Set problem: Rewrite the entries below so that each "precision sprayer" becomes "spot sprayer", with everything else left unchanged.

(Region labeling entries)
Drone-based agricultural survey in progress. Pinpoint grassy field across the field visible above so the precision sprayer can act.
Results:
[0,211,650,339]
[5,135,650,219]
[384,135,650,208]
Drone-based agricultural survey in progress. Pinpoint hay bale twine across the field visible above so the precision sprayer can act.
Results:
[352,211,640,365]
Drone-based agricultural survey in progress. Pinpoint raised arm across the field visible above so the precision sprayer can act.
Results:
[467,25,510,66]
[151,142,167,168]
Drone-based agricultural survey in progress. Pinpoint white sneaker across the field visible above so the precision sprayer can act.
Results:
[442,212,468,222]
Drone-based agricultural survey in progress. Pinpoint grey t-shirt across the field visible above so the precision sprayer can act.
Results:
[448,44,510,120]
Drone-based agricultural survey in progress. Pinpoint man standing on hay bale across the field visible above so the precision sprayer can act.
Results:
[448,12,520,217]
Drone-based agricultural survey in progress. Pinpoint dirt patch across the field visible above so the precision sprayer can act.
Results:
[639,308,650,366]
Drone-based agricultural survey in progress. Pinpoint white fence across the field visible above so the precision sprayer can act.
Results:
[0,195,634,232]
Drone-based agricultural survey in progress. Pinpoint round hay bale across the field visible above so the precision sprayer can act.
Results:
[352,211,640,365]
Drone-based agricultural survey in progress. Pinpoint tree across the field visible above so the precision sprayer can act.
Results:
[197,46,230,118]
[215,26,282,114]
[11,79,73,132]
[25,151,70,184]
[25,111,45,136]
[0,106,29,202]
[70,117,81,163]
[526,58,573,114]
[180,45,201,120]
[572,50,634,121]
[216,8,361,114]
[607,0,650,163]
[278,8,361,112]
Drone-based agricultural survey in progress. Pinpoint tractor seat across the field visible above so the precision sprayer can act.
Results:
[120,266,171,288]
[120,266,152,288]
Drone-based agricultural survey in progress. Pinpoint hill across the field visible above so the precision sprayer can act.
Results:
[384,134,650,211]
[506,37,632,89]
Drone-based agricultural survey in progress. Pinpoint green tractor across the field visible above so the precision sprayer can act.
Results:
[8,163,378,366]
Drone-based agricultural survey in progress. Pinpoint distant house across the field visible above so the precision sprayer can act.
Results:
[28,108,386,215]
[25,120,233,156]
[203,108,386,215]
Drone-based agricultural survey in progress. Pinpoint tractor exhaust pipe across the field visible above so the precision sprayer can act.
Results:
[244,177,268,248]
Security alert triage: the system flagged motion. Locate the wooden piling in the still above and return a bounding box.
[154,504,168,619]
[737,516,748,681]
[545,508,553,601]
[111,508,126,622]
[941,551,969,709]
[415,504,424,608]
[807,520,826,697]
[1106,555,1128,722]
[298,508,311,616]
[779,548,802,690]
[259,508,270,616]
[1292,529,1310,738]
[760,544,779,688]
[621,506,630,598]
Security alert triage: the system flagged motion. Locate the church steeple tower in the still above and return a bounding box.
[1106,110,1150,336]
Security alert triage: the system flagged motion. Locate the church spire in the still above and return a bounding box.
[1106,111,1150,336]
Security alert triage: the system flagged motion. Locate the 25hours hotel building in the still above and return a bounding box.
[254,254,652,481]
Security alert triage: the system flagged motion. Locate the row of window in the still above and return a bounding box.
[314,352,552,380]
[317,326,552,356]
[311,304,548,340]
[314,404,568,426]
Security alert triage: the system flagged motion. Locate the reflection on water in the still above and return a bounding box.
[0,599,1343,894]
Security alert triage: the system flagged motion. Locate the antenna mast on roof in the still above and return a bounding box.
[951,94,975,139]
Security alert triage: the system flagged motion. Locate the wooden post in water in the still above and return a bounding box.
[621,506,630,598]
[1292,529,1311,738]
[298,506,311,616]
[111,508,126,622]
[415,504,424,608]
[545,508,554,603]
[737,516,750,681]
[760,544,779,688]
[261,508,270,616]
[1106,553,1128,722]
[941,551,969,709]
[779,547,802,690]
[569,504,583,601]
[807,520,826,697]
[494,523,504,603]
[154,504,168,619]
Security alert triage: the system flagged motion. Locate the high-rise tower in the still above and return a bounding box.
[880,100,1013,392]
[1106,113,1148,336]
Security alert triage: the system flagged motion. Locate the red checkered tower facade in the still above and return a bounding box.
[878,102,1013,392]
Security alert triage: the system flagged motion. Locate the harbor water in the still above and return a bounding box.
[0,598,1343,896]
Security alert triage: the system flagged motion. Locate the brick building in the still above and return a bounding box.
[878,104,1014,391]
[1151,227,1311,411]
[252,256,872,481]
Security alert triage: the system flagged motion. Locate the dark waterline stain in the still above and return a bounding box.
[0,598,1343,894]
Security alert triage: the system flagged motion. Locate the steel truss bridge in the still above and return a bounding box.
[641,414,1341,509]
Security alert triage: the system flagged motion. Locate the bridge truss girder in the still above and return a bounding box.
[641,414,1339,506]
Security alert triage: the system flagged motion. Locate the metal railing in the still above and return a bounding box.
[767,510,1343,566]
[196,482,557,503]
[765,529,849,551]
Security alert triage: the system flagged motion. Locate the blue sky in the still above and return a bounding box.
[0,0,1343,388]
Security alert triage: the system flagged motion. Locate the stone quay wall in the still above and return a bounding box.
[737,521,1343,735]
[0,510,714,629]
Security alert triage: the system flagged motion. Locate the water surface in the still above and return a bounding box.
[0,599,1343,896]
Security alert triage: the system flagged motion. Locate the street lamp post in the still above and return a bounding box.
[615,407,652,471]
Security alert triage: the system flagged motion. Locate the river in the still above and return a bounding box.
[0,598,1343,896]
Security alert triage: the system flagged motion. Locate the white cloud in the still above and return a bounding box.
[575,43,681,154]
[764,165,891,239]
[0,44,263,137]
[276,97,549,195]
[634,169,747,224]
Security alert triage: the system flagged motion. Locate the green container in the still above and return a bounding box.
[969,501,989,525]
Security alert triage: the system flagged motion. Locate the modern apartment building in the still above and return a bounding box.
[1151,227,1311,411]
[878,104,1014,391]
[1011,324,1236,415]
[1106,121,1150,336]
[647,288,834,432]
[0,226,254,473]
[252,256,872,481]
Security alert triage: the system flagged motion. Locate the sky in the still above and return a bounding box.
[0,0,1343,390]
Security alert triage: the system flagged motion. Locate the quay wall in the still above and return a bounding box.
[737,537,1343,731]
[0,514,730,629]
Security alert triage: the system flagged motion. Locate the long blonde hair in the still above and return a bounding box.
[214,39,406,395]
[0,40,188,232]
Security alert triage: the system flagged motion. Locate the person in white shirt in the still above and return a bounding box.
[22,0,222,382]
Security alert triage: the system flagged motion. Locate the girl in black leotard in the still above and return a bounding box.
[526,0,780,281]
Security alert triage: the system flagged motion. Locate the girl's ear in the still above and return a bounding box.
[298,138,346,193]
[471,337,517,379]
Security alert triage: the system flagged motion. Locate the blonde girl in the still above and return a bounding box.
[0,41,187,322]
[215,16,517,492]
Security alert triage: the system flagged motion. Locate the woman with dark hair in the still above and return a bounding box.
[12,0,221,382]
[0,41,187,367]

Task result:
Drone-based agricultural survey in progress. Pinpoint grassy field across the field visible above so the spot sprayer can act.
Results:
[0,211,650,339]
[5,135,650,219]
[384,135,650,208]
Drone-based agricultural survey in progress. Pinpoint hay bale twine across the field visible above so the spot sprayer can act.
Results:
[352,211,640,365]
Drone-based agricultural survey in progress. Pinpoint raised arm across the field visible above so the spot sprayer can act.
Results:
[467,25,510,66]
[151,142,167,168]
Drone-based agricultural survey in progress. Pinpoint white sneaker across the field visible above so the spot sprayer can act.
Results:
[442,212,468,222]
Drone-based agricultural survey in progress. Pinpoint grey t-shirt across the field visible above so the spot sprayer can act.
Results:
[448,44,510,120]
Drone-based agricultural survey in progress. Pinpoint man standing on hay bale across the field visible above so the spot sprayer can act.
Results:
[448,12,520,217]
Drone-based agricultural survey in progress. Pinpoint dirt patch across the field visible above so the spot sprayer can act.
Results:
[639,308,650,366]
Drone-based agricultural survey in progress. Pinpoint white fence across the field visible above so the spot sprayer can act.
Results:
[0,195,634,232]
Drone-based agricultural survey in progress. Pinpoint round hay bale across the field visible above so the spot sprayer can act.
Results:
[352,211,640,365]
Drone-based agricultural survey in progress. Pinpoint tree across the field visible above so the spot sprayer can act.
Results:
[197,46,230,118]
[215,26,282,114]
[11,79,73,132]
[25,151,70,184]
[25,111,45,136]
[0,106,29,202]
[70,117,81,163]
[526,58,573,114]
[180,45,201,120]
[572,50,634,121]
[216,8,361,114]
[607,0,650,163]
[278,8,361,112]
Drone-based agricultural survey in progress. Pinpoint tractor seat across the field visible above so the spot sprayer can act.
Results:
[120,266,171,288]
[120,266,152,288]
Drone-based agricultural survey in progress. Pinpoint hill across the field visible above so the spot sprayer can act.
Results:
[384,134,650,211]
[506,37,632,89]
Drone-based agricultural survey in progress. Pinpoint green tractor across the field visible above so the spot sprayer can act.
Results:
[8,163,378,366]
Drone-based agricultural survey in progress. Pinpoint distant house across the field visible above so the spot sprayer can act.
Results:
[28,108,386,215]
[25,120,233,156]
[203,108,386,215]
Drone-based agricultural survey in progress. Pinpoint tractor exhaust pipe across the field visible above so the spot sprayer can act.
Results:
[244,177,268,248]
Security alert triage: the system flagged motion. Locate the wooden piling in the still above and return a bounding box.
[154,504,168,619]
[737,516,748,681]
[545,508,553,601]
[111,508,126,622]
[941,551,969,709]
[415,504,424,608]
[807,520,826,697]
[1106,555,1128,722]
[298,508,311,616]
[779,548,802,690]
[259,508,270,616]
[1292,529,1310,738]
[760,544,779,688]
[621,506,630,598]
Security alert triage: the system flagged motion. Locate the church steeple tower in the still above and return a bounding box.
[1106,110,1150,336]
Security alert triage: the system flagged motion. Locate the church spire in the still above and return a bounding box.
[1106,111,1150,336]
Security alert triage: the system flagged motion. Locate the 25hours hotel building in the still above and return a bounding box.
[254,254,652,481]
Security alert triage: the system flagged motion. Locate the row of window in the still above and return a bounding box.
[314,352,552,380]
[317,326,552,356]
[311,304,548,340]
[314,404,568,426]
Security alert triage: the system flagged motion. Locate the reflection on water in the still above and return a bounding box.
[0,599,1343,894]
Security alert triage: the system flagged motion. Locate the antenna mast on roof in the still above and return a bounding box.
[951,94,975,139]
Security alert triage: the system flagged motion. Locate the wooden post in water in the still above and return a bounding box.
[621,506,630,598]
[1292,529,1311,738]
[298,506,311,616]
[111,508,126,622]
[415,504,424,608]
[545,508,554,603]
[737,516,750,681]
[760,544,779,688]
[261,508,270,616]
[1106,553,1128,722]
[941,551,969,709]
[779,547,802,690]
[569,504,583,601]
[807,520,826,697]
[494,523,504,603]
[154,504,168,619]
Security alert triage: the system flagged motion. Locate the high-rise tower in the still above and return a bounding box.
[880,100,1013,392]
[1106,113,1148,336]
Security alert triage: the system flagged motion. Locate the red checkered tower facade in the still above and return a bounding box.
[878,102,1013,392]
Security alert triage: the system flagged motion. Locate the harbor water in the still above and return a bounding box.
[0,598,1343,896]
Security alert triage: the system flagged motion. Locate the brick building in the still above and return a bounding box.
[878,104,1014,391]
[1151,227,1311,411]
[252,256,872,481]
Security alert triage: the system flagged motion. Locate the dark waterline stain in the still above and return a bounding box.
[0,598,1343,894]
Security alert triage: the system flagged motion. Locate the steel truss bridge in the still above and return a bounding box.
[641,414,1341,509]
Security alert triage: the system flagged motion. Locate the bridge truss girder in the still above and return a bounding box.
[641,414,1339,506]
Security alert triage: the system flagged motion. Locate the metal railing in the still above and return a bounding box.
[767,510,1343,566]
[196,482,557,503]
[765,529,849,551]
Security alert triage: the system flagged motion. Locate the blue sky in the still above and return a bounding box.
[0,0,1343,388]
Security alert triage: the system flagged motion. Locate the stone quay wall in the still above and return a bounding box.
[737,521,1343,735]
[0,510,714,629]
Security alert triage: the system flagged motion. Locate the water surface in the still above and return a bounding box.
[0,599,1343,896]
Security alert triage: the system flagged motion. Locate the street lamp post in the still above and return a bounding box.
[615,407,652,471]
Security alert triage: the system flagged motion. Locate the river in the still above and return a bounding box.
[0,598,1343,896]
Security alert triage: the system flagged motion. Locate the white cloud in the still above and return a bounding box.
[575,43,681,154]
[764,165,891,239]
[0,44,263,137]
[276,97,549,195]
[634,169,747,224]
Security alert triage: the system flagged motion. Locate the green container in the still above and return a bounding box.
[969,501,989,525]
Security alert triage: the system flagged motion. Locate the modern apartment building in the still above and return a bounding box.
[1151,227,1311,411]
[878,104,1014,391]
[1011,324,1236,415]
[1106,121,1150,336]
[647,288,834,432]
[0,226,254,473]
[252,256,872,481]
Security alert triage: the system flagged motion. Locate the sky in the still above and return a bounding box.
[0,0,1343,390]
Security alert triage: the system flagged motion. Locate the quay wall in the still above and return a bounding box.
[737,537,1343,731]
[0,514,730,629]
Security alert triage: the system flagged motion. Locate the long blonde hair in the still above and return a bounding box.
[214,39,406,395]
[0,40,188,232]
Security alert triage: the system flagged motion. Locate the person in white shirt in the still above and return a bounding box.
[22,0,222,382]
Security alert triage: the system flagged motion. Locate the girl in black leotard in the still above and return a bounding box.
[526,0,780,281]
Security alert triage: the system flagged motion. Locate the girl's ear in the still above and return a bounding box.
[298,138,346,193]
[471,337,517,379]
Security alert triage: the system flagged motion. Locate the blonde girl in the still above and return a bounding box.
[0,41,187,322]
[215,16,517,492]
Security alert triage: the system flagged motion. Locate the woman with dark hair in the still above and return a bounding box.
[12,0,221,382]
[0,41,187,367]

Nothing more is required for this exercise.